## Records for processing
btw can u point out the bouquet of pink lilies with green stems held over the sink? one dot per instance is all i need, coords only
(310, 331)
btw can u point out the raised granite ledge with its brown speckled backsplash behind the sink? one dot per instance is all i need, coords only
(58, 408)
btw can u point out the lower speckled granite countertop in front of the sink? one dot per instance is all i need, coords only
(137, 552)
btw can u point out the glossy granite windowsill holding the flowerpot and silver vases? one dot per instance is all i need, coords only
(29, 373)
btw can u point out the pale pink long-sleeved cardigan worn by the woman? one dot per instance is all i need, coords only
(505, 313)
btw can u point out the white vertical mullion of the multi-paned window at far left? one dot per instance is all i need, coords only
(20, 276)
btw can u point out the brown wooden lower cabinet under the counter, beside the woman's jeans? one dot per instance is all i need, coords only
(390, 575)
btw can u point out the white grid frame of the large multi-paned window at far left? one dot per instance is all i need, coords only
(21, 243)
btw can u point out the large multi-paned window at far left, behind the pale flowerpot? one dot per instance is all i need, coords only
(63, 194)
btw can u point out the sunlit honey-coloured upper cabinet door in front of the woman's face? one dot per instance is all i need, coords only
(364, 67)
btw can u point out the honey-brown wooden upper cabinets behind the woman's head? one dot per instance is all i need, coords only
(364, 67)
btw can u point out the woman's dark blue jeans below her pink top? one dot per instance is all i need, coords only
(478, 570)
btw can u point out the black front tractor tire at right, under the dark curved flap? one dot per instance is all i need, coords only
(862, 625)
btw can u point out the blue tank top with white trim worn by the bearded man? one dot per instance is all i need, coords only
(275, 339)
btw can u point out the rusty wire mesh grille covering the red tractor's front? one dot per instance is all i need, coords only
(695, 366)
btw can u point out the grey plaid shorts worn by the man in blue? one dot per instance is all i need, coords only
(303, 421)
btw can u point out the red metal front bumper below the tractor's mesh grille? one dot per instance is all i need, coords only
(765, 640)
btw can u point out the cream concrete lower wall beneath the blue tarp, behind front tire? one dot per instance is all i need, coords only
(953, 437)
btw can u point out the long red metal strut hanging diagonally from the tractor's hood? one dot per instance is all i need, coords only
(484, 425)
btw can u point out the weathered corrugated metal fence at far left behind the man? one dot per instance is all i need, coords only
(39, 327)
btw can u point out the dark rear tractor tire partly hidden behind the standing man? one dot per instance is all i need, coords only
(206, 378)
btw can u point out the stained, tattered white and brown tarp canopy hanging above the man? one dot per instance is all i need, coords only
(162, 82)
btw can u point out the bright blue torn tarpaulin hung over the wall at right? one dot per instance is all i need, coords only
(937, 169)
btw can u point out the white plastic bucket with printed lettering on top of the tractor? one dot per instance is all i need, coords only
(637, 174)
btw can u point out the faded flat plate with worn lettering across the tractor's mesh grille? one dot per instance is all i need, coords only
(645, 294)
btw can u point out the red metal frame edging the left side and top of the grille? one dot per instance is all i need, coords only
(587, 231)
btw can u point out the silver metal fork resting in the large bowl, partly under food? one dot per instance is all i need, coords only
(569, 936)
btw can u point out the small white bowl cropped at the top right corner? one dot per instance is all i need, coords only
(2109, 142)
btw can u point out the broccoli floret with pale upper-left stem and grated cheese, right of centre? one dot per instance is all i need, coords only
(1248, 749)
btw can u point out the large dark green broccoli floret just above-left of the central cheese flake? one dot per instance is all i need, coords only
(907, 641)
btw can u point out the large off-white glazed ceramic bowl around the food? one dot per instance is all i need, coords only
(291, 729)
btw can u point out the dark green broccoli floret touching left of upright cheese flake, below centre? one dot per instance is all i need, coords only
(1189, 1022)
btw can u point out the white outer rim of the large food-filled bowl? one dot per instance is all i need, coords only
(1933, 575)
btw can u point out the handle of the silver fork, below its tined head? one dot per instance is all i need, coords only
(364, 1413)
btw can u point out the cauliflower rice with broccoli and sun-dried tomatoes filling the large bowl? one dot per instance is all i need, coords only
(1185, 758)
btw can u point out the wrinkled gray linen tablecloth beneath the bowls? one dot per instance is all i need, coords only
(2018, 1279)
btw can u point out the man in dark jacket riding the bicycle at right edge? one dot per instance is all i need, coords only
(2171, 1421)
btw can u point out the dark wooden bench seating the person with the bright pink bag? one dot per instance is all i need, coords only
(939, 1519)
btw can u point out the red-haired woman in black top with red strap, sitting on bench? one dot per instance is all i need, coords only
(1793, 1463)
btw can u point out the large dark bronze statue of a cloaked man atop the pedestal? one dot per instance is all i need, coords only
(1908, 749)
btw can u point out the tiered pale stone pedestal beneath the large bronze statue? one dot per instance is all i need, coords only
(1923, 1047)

## Your instructions
Quote the material exactly, leaving nothing out.

## Response area
btw can u point out the bouquet of pink lilies with green stems held over the sink? one dot per instance is all i need, coords only
(310, 331)
btw can u point out the raised granite ledge with its brown speckled backsplash behind the sink? one dot per instance is all i need, coords only
(58, 408)
btw can u point out the lower speckled granite countertop in front of the sink? one dot per instance is all i need, coords only
(137, 552)
btw can u point out the glossy granite windowsill holding the flowerpot and silver vases? one dot per instance is all i need, coords only
(29, 373)
btw can u point out the pale pink long-sleeved cardigan worn by the woman? one dot per instance is all i need, coords only
(505, 313)
btw can u point out the white vertical mullion of the multi-paned window at far left? one dot per instance is all i need, coords only
(20, 276)
btw can u point out the brown wooden lower cabinet under the counter, beside the woman's jeans? one dot per instance is all i need, coords only
(390, 575)
btw can u point out the white grid frame of the large multi-paned window at far left? one dot per instance is all i need, coords only
(21, 243)
btw can u point out the large multi-paned window at far left, behind the pale flowerpot? one dot per instance is all i need, coords only
(63, 194)
btw can u point out the sunlit honey-coloured upper cabinet door in front of the woman's face? one dot per instance is all i need, coords only
(364, 67)
btw can u point out the honey-brown wooden upper cabinets behind the woman's head? one dot per instance is all i need, coords only
(364, 67)
btw can u point out the woman's dark blue jeans below her pink top? one dot per instance is all i need, coords only
(478, 570)
btw can u point out the black front tractor tire at right, under the dark curved flap? one dot per instance is all i need, coords only
(862, 625)
btw can u point out the blue tank top with white trim worn by the bearded man? one dot per instance is all i need, coords only
(275, 339)
btw can u point out the rusty wire mesh grille covering the red tractor's front? one dot per instance is all i need, coords only
(695, 366)
btw can u point out the grey plaid shorts worn by the man in blue? one dot per instance is all i need, coords only
(303, 421)
btw can u point out the red metal front bumper below the tractor's mesh grille? one dot per instance is all i need, coords only
(765, 640)
btw can u point out the cream concrete lower wall beneath the blue tarp, behind front tire? one dot per instance is all i need, coords only
(953, 437)
btw can u point out the long red metal strut hanging diagonally from the tractor's hood? one dot per instance is all i need, coords only
(484, 425)
btw can u point out the weathered corrugated metal fence at far left behind the man? one dot per instance is all i need, coords only
(39, 327)
btw can u point out the dark rear tractor tire partly hidden behind the standing man? one dot per instance is all i need, coords only
(206, 378)
btw can u point out the stained, tattered white and brown tarp canopy hanging above the man? one dot per instance is all i need, coords only
(162, 82)
btw can u point out the bright blue torn tarpaulin hung over the wall at right? one dot per instance is all i need, coords only
(937, 169)
btw can u point out the white plastic bucket with printed lettering on top of the tractor? one dot per instance is all i need, coords only
(637, 174)
btw can u point out the faded flat plate with worn lettering across the tractor's mesh grille? one dot per instance is all i need, coords only
(645, 294)
btw can u point out the red metal frame edging the left side and top of the grille? one dot per instance is all i need, coords only
(587, 231)
btw can u point out the silver metal fork resting in the large bowl, partly under food? one dot per instance is all i need, coords only
(569, 936)
btw can u point out the small white bowl cropped at the top right corner? one dot per instance is all i need, coords only
(2109, 142)
btw can u point out the broccoli floret with pale upper-left stem and grated cheese, right of centre? one dot per instance is all i need, coords only
(1248, 749)
btw can u point out the large dark green broccoli floret just above-left of the central cheese flake? one dot per instance is all i need, coords only
(907, 641)
btw can u point out the large off-white glazed ceramic bowl around the food? one dot per instance is all i need, coords only
(291, 729)
btw can u point out the dark green broccoli floret touching left of upright cheese flake, below centre? one dot per instance is all i need, coords only
(1189, 1022)
btw can u point out the white outer rim of the large food-filled bowl? one dot per instance is all i need, coords only
(1933, 575)
btw can u point out the handle of the silver fork, below its tined head? one dot per instance is all i need, coords only
(364, 1413)
btw can u point out the cauliflower rice with broccoli and sun-dried tomatoes filling the large bowl? one dot per instance is all i need, coords only
(1185, 758)
btw can u point out the wrinkled gray linen tablecloth beneath the bowls? one dot per instance is all i need, coords only
(2018, 1279)
btw can u point out the man in dark jacket riding the bicycle at right edge? one dot per instance is all i need, coords only
(2171, 1421)
btw can u point out the dark wooden bench seating the person with the bright pink bag? one dot per instance is all i need, coords only
(939, 1519)
btw can u point out the red-haired woman in black top with red strap, sitting on bench? one dot per instance is all i need, coords only
(1793, 1463)
btw can u point out the large dark bronze statue of a cloaked man atop the pedestal? one dot per instance is all i need, coords only
(1908, 749)
btw can u point out the tiered pale stone pedestal beneath the large bronze statue? one dot per instance is all i need, coords only
(1923, 1047)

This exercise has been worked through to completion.